» Written request 1
Print the part of the café review between "Walking down Perrins" and "our tiny berg.", inclusive.

» Supplied text
::::

Walking down Perrins Court in search of non-food items we saw a new beautiful brown awning poking it's head out, sheltering a few trim tables and their occupants. The rain threatened to drizzle down, but no one seemed deterred. We quickly walked over to see what new cafe had sprung up overnight in our tiny berg.
Already from the outside you could see the people behind Ginger & White have excellent taste as evidenced by their teapots and china- hybrids of Heath heft and Victorian flare. Peeking inside there was a lovely cozy room at the entrance where coffee and tea were being prepared, sweet toothsome snacks were out out on display and things were bustling. To the right and nestled in was another room with beautiful modest furnishing that had obviously been painstakingly chosen to represent comfort, design and cafe style. All that and still the room felt uniquely cozy.
So even as we had satisfied bellies from our full English only a few hours prior, we thought it best to sample a little of what G&W had to offer. We had some lovely carrot cake made by a local and fresh brownies, the babe had a flapjack that I later noticed came wrapped in cellophane but was fresh and delicious as if it had been made on site. My husband had a flat white to drink and I had a perfectly prepared Silver Needle White tea. The coffee was apparently good enough to win allegiance as the new morning commute coffee even at a slightly higher price than the current choice of Gail's. High praise.
The sweets were just as I like them- full of flavor and then sugary only at the end. I was happily surprised by a very slight saltiness of the carrot cake, which stood out nicely against the flowery undertones of my white tea.
We had a lovely chat with Emma, one of the co-owners, who in spite of the crazy schedule she must have of late (opening the new cafe with her husband and a 3rd business partner AND being mommy to a 9 month old!) was charming, poised and friendly. She and her business partners have some great ideas of what Hampstead needs in a cafe- along with normal weekday hours, they are currently offering brunch from 8:30 into noon on weekends; of course they make a mean cuppa and they also seem to know how to make some great nibbles and how to source the rest. I hope that people discover their cafe and love it as we did, and from the looks of it, they already have. But as I said at the start, it may be a bad thing we found them so soon (they only opened 6 days ago!), just on the heels of a new ice cream shop opening on Flask Walk- my waistline may have regrets!

::::

» Record set
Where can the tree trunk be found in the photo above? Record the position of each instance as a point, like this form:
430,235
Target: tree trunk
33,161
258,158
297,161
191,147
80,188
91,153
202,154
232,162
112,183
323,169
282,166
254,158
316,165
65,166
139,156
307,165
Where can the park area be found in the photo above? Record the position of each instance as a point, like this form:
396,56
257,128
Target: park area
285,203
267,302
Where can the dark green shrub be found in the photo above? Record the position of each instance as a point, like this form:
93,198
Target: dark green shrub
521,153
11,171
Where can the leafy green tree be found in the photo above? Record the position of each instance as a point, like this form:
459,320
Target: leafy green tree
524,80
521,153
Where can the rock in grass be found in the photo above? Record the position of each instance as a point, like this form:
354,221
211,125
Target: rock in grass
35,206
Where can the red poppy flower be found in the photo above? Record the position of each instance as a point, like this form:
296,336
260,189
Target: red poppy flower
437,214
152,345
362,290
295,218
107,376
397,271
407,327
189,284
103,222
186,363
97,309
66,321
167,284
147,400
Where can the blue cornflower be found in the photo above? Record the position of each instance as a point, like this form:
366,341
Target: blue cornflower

::::

» Written request 2
Arrange every line of the entries above as a Markdown table with the columns Row and Line, numbering each row and leaving out blank lines.

» Problem solution 1
Walking down Perrins Court in search of non-food items we saw a new beautiful brown awning poking it's head out, sheltering a few trim tables and their occupants. The rain threatened to drizzle down, but no one seemed deterred. We quickly walked over to see what new cafe had sprung up overnight in our tiny berg.

» Problem solution 2
| Row | Line |
|---|---|
| 1 | Where can the tree trunk be found in the photo above? Record the position of each instance as a point, like this form: |
| 2 | 430,235 |
| 3 | Target: tree trunk |
| 4 | 33,161 |
| 5 | 258,158 |
| 6 | 297,161 |
| 7 | 191,147 |
| 8 | 80,188 |
| 9 | 91,153 |
| 10 | 202,154 |
| 11 | 232,162 |
| 12 | 112,183 |
| 13 | 323,169 |
| 14 | 282,166 |
| 15 | 254,158 |
| 16 | 316,165 |
| 17 | 65,166 |
| 18 | 139,156 |
| 19 | 307,165 |
| 20 | Where can the park area be found in the photo above? Record the position of each instance as a point, like this form: |
| 21 | 396,56 |
| 22 | 257,128 |
| 23 | Target: park area |
| 24 | 285,203 |
| 25 | 267,302 |
| 26 | Where can the dark green shrub be found in the photo above? Record the position of each instance as a point, like this form: |
| 27 | 93,198 |
| 28 | Target: dark green shrub |
| 29 | 521,153 |
| 30 | 11,171 |
| 31 | Where can the leafy green tree be found in the photo above? Record the position of each instance as a point, like this form: |
| 32 | 459,320 |
| 33 | Target: leafy green tree |
| 34 | 524,80 |
| 35 | 521,153 |
| 36 | Where can the rock in grass be found in the photo above? Record the position of each instance as a point, like this form: |
| 37 | 354,221 |
| 38 | 211,125 |
| 39 | Target: rock in grass |
| 40 | 35,206 |
| 41 | Where can the red poppy flower be found in the photo above? Record the position of each instance as a point, like this form: |
| 42 | 296,336 |
| 43 | 260,189 |
| 44 | Target: red poppy flower |
| 45 | 437,214 |
| 46 | 152,345 |
| 47 | 362,290 |
| 48 | 295,218 |
| 49 | 107,376 |
| 50 | 397,271 |
| 51 | 407,327 |
| 52 | 189,284 |
| 53 | 103,222 |
| 54 | 186,363 |
| 55 | 97,309 |
| 56 | 66,321 |
| 57 | 167,284 |
| 58 | 147,400 |
| 59 | Where can the blue cornflower be found in the photo above? Record the position of each instance as a point, like this form: |
| 60 | 366,341 |
| 61 | Target: blue cornflower |